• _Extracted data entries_
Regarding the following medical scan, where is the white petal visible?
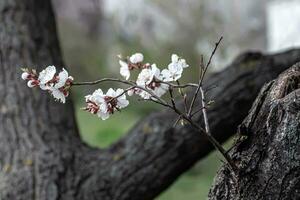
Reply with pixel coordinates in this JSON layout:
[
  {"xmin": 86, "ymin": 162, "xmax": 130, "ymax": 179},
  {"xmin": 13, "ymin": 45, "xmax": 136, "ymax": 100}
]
[
  {"xmin": 119, "ymin": 60, "xmax": 130, "ymax": 80},
  {"xmin": 136, "ymin": 66, "xmax": 157, "ymax": 86},
  {"xmin": 99, "ymin": 103, "xmax": 108, "ymax": 112},
  {"xmin": 173, "ymin": 73, "xmax": 182, "ymax": 81},
  {"xmin": 85, "ymin": 94, "xmax": 92, "ymax": 101},
  {"xmin": 39, "ymin": 84, "xmax": 51, "ymax": 90},
  {"xmin": 55, "ymin": 68, "xmax": 68, "ymax": 88},
  {"xmin": 106, "ymin": 88, "xmax": 116, "ymax": 97},
  {"xmin": 116, "ymin": 88, "xmax": 124, "ymax": 96},
  {"xmin": 50, "ymin": 88, "xmax": 66, "ymax": 103},
  {"xmin": 93, "ymin": 89, "xmax": 104, "ymax": 97},
  {"xmin": 139, "ymin": 91, "xmax": 151, "ymax": 99},
  {"xmin": 171, "ymin": 54, "xmax": 179, "ymax": 63},
  {"xmin": 38, "ymin": 65, "xmax": 56, "ymax": 84},
  {"xmin": 117, "ymin": 99, "xmax": 129, "ymax": 108},
  {"xmin": 151, "ymin": 64, "xmax": 161, "ymax": 78},
  {"xmin": 161, "ymin": 69, "xmax": 171, "ymax": 81},
  {"xmin": 90, "ymin": 89, "xmax": 105, "ymax": 104},
  {"xmin": 180, "ymin": 59, "xmax": 189, "ymax": 68},
  {"xmin": 97, "ymin": 111, "xmax": 110, "ymax": 120}
]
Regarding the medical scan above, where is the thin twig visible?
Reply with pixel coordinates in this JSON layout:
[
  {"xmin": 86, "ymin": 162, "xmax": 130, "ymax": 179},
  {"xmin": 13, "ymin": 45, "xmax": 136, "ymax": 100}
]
[
  {"xmin": 72, "ymin": 78, "xmax": 134, "ymax": 86},
  {"xmin": 187, "ymin": 56, "xmax": 204, "ymax": 117},
  {"xmin": 199, "ymin": 87, "xmax": 237, "ymax": 171},
  {"xmin": 169, "ymin": 87, "xmax": 177, "ymax": 109},
  {"xmin": 158, "ymin": 81, "xmax": 198, "ymax": 89},
  {"xmin": 107, "ymin": 86, "xmax": 136, "ymax": 103},
  {"xmin": 73, "ymin": 78, "xmax": 169, "ymax": 106},
  {"xmin": 176, "ymin": 80, "xmax": 188, "ymax": 113},
  {"xmin": 190, "ymin": 106, "xmax": 205, "ymax": 118},
  {"xmin": 173, "ymin": 116, "xmax": 182, "ymax": 127},
  {"xmin": 200, "ymin": 36, "xmax": 223, "ymax": 83}
]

• _Goal of the exercise_
Restate the records in full and word for word, but keep the pictures out.

• _Final answer_
Regarding the following medical scan, where is the white petal visible?
Reply with pixel coordinates in this JSON layout:
[
  {"xmin": 86, "ymin": 162, "xmax": 130, "ymax": 179},
  {"xmin": 13, "ymin": 45, "xmax": 136, "ymax": 100}
]
[
  {"xmin": 119, "ymin": 60, "xmax": 130, "ymax": 80},
  {"xmin": 136, "ymin": 66, "xmax": 157, "ymax": 86},
  {"xmin": 99, "ymin": 103, "xmax": 108, "ymax": 112},
  {"xmin": 173, "ymin": 73, "xmax": 182, "ymax": 81},
  {"xmin": 85, "ymin": 94, "xmax": 92, "ymax": 101},
  {"xmin": 39, "ymin": 84, "xmax": 51, "ymax": 90},
  {"xmin": 55, "ymin": 68, "xmax": 68, "ymax": 88},
  {"xmin": 106, "ymin": 88, "xmax": 116, "ymax": 97},
  {"xmin": 116, "ymin": 88, "xmax": 124, "ymax": 96},
  {"xmin": 50, "ymin": 88, "xmax": 66, "ymax": 103},
  {"xmin": 93, "ymin": 89, "xmax": 104, "ymax": 97},
  {"xmin": 139, "ymin": 91, "xmax": 151, "ymax": 99},
  {"xmin": 171, "ymin": 54, "xmax": 179, "ymax": 63},
  {"xmin": 38, "ymin": 65, "xmax": 56, "ymax": 84},
  {"xmin": 117, "ymin": 99, "xmax": 129, "ymax": 108},
  {"xmin": 151, "ymin": 64, "xmax": 161, "ymax": 78},
  {"xmin": 161, "ymin": 69, "xmax": 171, "ymax": 81},
  {"xmin": 90, "ymin": 89, "xmax": 105, "ymax": 104},
  {"xmin": 180, "ymin": 59, "xmax": 189, "ymax": 68},
  {"xmin": 97, "ymin": 111, "xmax": 110, "ymax": 120}
]
Regarding the medical scan above, where is the thin twig visible?
Reply with pixel coordinates in this JSON layout:
[
  {"xmin": 86, "ymin": 162, "xmax": 130, "ymax": 179},
  {"xmin": 13, "ymin": 45, "xmax": 136, "ymax": 100}
]
[
  {"xmin": 72, "ymin": 78, "xmax": 134, "ymax": 86},
  {"xmin": 187, "ymin": 56, "xmax": 204, "ymax": 117},
  {"xmin": 199, "ymin": 87, "xmax": 237, "ymax": 171},
  {"xmin": 169, "ymin": 87, "xmax": 177, "ymax": 109},
  {"xmin": 158, "ymin": 81, "xmax": 198, "ymax": 89},
  {"xmin": 107, "ymin": 86, "xmax": 136, "ymax": 103},
  {"xmin": 73, "ymin": 78, "xmax": 169, "ymax": 106},
  {"xmin": 176, "ymin": 80, "xmax": 188, "ymax": 113},
  {"xmin": 190, "ymin": 106, "xmax": 205, "ymax": 118},
  {"xmin": 173, "ymin": 116, "xmax": 182, "ymax": 127},
  {"xmin": 200, "ymin": 36, "xmax": 223, "ymax": 83}
]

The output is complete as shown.